**Description of the task**
Beginning at the line containing "Objective — a point for each instance of the white shiplap" in the material below and ending at the line containing "Objective — a point for each instance of the sliding", return each line exactly and add nothing.

BEGIN Data supplied

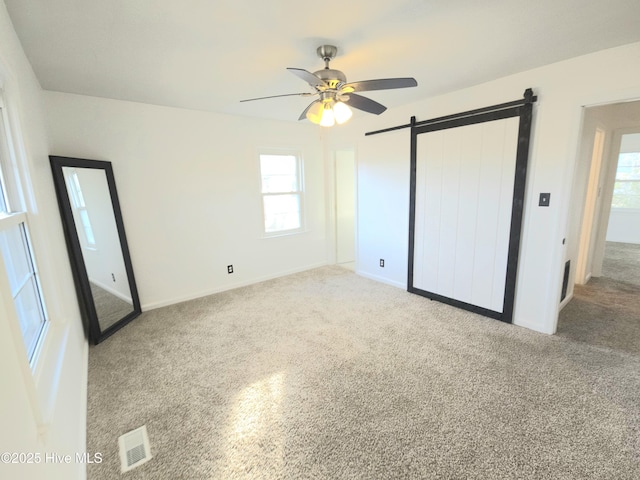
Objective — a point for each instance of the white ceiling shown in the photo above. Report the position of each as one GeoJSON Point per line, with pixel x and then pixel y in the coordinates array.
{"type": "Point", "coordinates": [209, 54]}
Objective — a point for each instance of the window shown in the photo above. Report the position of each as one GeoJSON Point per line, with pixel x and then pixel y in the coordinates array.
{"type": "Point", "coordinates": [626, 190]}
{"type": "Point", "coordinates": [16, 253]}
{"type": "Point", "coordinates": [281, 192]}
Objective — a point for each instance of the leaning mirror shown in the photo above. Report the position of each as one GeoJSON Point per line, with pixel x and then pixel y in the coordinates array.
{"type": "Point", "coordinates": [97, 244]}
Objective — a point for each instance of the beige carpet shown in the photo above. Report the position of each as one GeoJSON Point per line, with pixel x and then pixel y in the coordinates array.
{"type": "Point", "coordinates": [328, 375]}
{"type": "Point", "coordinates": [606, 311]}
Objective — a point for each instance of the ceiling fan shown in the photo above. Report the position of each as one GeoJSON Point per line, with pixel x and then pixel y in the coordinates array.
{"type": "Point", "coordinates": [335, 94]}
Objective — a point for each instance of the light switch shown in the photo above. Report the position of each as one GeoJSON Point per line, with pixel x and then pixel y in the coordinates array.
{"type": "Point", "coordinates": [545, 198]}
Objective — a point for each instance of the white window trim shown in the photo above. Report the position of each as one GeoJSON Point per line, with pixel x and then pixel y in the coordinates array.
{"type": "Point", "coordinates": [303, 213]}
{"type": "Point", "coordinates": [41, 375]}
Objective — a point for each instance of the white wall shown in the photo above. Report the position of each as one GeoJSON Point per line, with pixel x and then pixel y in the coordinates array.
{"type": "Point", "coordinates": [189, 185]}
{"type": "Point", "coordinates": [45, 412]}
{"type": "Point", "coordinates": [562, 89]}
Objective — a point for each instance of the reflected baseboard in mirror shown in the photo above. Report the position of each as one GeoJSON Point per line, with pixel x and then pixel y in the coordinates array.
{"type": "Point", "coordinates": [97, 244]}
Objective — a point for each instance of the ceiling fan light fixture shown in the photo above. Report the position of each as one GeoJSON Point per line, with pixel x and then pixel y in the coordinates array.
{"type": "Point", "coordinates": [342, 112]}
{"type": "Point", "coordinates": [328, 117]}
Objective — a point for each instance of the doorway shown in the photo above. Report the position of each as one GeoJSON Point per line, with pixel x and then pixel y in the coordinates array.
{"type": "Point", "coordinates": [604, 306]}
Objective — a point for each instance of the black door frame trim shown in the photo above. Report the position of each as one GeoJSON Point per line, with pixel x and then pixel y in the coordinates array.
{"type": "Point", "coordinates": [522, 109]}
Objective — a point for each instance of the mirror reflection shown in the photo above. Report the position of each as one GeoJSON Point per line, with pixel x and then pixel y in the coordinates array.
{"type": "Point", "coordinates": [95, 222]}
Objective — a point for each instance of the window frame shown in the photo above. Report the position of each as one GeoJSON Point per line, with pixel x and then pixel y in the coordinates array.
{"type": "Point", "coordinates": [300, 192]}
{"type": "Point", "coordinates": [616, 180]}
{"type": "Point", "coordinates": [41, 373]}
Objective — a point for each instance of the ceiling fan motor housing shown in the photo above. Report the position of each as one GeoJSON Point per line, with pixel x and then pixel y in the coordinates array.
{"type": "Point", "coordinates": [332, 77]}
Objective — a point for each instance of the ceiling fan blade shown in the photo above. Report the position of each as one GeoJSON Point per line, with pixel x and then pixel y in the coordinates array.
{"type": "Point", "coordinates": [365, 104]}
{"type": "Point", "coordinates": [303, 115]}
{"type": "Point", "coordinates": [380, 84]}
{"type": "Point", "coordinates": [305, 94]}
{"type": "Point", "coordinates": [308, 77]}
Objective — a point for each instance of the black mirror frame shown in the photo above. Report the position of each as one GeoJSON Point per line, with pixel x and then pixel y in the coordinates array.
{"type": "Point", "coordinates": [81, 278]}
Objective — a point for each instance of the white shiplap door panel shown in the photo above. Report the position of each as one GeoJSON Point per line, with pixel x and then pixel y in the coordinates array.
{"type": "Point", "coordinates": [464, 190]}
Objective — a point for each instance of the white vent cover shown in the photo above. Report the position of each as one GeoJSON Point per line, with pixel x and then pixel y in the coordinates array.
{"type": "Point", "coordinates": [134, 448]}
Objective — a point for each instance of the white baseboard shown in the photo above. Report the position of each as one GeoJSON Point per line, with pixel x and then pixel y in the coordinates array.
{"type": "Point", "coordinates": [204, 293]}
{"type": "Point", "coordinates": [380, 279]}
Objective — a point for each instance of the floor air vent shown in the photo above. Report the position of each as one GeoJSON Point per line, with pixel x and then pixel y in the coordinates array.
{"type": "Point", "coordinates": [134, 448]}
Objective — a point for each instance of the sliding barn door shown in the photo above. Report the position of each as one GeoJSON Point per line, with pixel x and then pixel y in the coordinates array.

END Data supplied
BEGIN Data supplied

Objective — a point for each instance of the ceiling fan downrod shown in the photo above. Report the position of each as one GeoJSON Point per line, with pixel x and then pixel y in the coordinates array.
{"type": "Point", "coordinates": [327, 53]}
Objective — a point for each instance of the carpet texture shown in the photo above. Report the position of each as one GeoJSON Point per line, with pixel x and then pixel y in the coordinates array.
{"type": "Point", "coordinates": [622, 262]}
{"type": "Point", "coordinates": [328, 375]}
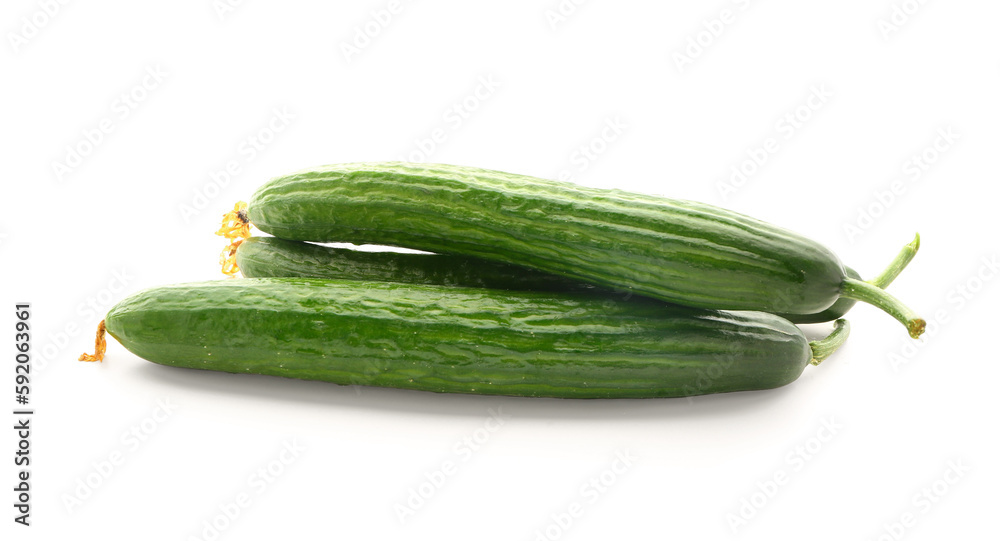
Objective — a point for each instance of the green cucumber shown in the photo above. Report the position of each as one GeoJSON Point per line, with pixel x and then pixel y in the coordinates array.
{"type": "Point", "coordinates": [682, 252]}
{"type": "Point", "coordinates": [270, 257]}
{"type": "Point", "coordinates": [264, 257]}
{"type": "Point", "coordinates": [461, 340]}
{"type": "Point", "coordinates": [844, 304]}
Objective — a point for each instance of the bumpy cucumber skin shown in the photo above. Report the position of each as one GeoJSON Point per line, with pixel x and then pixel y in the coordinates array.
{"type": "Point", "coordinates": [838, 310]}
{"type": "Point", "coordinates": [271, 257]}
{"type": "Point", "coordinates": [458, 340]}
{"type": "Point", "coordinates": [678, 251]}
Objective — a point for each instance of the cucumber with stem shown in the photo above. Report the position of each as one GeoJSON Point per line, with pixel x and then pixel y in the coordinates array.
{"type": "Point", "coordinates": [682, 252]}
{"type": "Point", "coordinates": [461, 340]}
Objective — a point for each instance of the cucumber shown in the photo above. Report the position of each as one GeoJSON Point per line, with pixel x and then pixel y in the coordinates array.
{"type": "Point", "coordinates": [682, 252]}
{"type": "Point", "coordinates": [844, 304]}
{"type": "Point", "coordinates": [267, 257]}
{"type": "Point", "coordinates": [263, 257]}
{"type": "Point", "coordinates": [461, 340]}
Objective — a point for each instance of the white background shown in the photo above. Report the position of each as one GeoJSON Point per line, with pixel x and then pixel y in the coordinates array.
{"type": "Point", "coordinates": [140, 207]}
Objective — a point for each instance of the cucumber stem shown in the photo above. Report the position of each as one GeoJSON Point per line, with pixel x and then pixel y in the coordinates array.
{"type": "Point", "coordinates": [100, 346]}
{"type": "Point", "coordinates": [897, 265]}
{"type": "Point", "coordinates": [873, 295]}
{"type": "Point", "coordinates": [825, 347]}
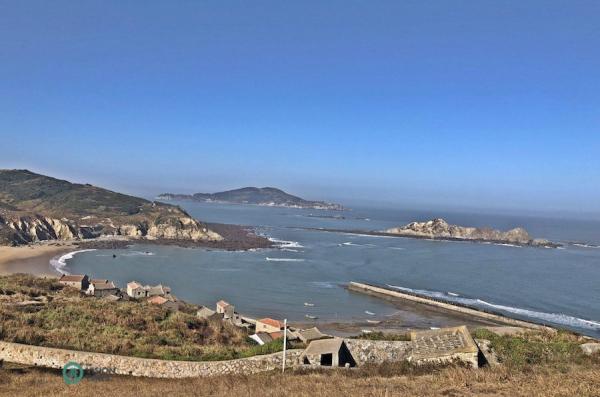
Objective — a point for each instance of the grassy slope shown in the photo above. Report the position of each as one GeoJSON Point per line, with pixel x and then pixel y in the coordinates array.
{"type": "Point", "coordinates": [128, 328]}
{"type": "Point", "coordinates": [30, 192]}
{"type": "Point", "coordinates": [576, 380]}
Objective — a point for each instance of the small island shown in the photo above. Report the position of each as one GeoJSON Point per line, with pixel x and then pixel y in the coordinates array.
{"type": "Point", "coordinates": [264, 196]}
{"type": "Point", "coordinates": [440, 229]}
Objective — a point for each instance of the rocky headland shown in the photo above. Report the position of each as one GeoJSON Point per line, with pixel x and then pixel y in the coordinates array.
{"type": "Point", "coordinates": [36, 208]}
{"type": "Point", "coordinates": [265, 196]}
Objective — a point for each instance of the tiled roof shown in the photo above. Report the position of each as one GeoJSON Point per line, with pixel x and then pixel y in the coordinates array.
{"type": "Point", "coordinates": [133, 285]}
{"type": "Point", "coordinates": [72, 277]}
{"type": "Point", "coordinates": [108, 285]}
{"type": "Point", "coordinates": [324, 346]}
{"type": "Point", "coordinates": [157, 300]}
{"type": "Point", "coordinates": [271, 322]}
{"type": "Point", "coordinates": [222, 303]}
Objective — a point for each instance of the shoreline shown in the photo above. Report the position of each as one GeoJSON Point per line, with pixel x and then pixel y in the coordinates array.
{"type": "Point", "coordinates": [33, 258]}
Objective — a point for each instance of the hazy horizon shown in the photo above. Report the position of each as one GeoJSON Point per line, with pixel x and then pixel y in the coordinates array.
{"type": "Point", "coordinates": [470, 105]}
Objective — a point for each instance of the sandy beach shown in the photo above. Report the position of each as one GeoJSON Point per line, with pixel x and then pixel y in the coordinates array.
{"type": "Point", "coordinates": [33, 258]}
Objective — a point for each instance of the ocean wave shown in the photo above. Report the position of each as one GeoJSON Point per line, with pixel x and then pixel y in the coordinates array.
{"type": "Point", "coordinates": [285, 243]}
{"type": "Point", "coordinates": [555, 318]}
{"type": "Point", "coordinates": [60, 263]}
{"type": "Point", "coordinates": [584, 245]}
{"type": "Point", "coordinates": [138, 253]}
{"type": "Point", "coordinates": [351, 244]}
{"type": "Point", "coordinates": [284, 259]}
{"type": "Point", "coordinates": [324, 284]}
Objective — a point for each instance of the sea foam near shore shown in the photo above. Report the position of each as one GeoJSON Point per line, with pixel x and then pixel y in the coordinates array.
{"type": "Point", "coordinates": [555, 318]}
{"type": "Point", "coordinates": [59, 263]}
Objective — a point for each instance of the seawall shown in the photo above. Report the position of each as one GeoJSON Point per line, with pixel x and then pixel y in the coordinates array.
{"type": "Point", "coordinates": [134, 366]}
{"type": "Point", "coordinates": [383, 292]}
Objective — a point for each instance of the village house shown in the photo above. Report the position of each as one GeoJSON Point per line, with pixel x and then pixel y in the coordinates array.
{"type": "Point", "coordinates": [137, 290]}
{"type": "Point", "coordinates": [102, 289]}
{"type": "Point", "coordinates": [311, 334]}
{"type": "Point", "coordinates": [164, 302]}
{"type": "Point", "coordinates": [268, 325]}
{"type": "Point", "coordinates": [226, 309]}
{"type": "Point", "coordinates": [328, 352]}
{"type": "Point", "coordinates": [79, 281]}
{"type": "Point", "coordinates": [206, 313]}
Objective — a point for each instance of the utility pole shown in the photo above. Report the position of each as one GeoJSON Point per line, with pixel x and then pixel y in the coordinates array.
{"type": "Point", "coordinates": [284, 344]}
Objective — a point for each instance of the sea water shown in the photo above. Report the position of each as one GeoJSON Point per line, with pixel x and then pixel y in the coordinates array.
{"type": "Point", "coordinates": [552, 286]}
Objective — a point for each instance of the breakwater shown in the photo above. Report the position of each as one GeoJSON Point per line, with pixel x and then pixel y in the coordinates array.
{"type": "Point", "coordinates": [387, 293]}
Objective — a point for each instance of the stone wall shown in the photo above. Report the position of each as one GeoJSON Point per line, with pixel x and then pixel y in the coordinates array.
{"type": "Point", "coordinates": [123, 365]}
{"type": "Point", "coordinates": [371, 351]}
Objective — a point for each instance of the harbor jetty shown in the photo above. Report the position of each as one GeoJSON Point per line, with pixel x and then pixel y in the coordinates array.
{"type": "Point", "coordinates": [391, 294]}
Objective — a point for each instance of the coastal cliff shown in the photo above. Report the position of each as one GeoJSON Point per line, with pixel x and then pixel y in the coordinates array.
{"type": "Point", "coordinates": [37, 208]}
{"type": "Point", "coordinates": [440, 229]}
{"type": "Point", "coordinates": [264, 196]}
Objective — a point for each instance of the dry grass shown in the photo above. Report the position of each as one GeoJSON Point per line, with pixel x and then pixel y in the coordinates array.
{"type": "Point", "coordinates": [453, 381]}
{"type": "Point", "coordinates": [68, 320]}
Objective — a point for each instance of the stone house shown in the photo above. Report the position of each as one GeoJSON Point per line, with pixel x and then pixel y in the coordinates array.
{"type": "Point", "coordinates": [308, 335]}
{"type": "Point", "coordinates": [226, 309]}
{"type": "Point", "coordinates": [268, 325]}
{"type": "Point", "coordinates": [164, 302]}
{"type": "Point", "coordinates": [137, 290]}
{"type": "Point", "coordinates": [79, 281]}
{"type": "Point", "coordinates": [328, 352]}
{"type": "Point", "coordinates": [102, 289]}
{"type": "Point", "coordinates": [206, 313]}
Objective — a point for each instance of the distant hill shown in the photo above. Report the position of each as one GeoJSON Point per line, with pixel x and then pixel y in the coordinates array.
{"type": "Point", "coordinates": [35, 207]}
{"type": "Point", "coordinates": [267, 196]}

END Data supplied
BEGIN Data supplied

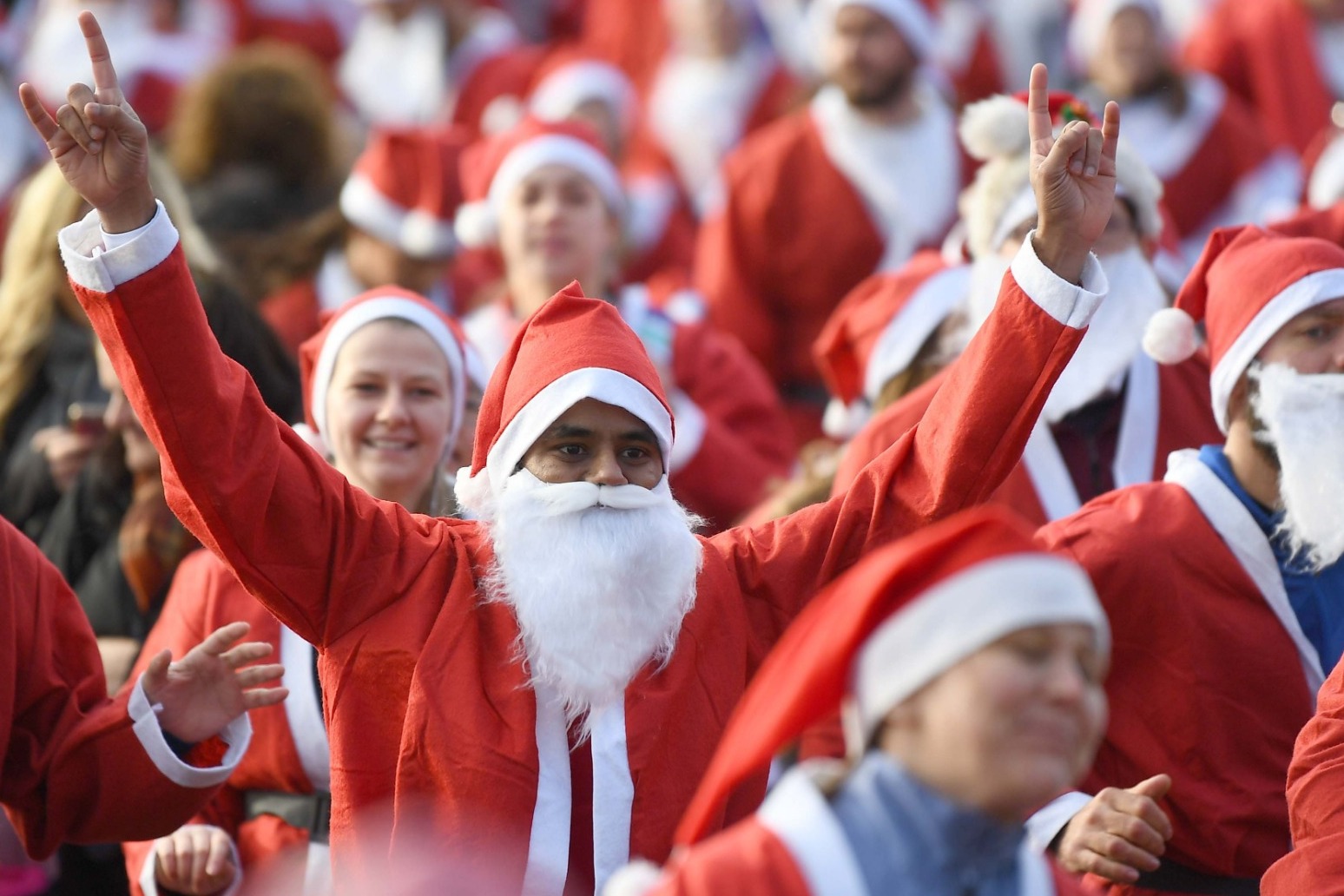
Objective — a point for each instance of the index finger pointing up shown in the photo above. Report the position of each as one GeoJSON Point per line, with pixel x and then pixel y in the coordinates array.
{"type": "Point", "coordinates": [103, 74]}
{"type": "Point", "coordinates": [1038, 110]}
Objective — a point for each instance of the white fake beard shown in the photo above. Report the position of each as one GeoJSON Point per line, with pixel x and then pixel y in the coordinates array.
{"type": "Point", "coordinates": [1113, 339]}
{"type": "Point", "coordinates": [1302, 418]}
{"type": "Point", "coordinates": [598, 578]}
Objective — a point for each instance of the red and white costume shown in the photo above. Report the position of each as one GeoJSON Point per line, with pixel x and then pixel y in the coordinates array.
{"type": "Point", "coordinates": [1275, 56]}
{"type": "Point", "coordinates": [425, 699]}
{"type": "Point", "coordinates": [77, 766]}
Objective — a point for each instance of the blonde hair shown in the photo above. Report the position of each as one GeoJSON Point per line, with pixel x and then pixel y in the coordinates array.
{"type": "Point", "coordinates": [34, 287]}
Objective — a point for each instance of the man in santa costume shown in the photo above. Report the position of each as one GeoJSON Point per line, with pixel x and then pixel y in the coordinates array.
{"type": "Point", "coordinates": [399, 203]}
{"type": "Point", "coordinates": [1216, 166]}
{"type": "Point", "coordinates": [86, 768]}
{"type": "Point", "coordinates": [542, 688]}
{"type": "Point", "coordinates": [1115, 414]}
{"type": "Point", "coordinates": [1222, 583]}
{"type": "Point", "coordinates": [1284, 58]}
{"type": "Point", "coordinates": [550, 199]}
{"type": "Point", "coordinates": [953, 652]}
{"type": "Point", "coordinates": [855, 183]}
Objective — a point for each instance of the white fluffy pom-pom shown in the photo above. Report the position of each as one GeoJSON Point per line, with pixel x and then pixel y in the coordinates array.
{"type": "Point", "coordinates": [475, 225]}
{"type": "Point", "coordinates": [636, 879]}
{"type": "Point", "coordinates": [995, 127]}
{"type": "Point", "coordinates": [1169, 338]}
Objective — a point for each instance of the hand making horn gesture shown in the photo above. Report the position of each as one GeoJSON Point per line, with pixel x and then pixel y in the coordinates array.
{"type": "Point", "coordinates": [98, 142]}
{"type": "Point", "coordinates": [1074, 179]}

END Data supplied

**Response**
Objective — a point for each instance of the white shiplap door panel shown in the photo above. Report the position of each as one GeoJSON Point per line, with pixel x and then pixel y in the coordinates array.
{"type": "Point", "coordinates": [464, 190]}
Objective — a point for each instance of the white vent cover shown in the photo above. Report the position of each as one GeoJSON Point per line, with pixel x and then pixel y in the coordinates array.
{"type": "Point", "coordinates": [134, 448]}
Objective — a point for each instance of the white baseboard shown in the photo above. Report the position of each as one GeoJSON Point per line, with pixel x and then pixel y in the coordinates array.
{"type": "Point", "coordinates": [204, 293]}
{"type": "Point", "coordinates": [380, 279]}
Objective — a point for each instance of the floor air vent shown in the photo above. Report the position of each as one GeoJSON Point per line, with pixel x and then pixel y in the coordinates array.
{"type": "Point", "coordinates": [134, 448]}
Objective — a point for each instance of the sliding barn door shown in the photo above. Report the position of each as one GeoJSON Point per line, with pixel x and then pixel y in the coordinates array.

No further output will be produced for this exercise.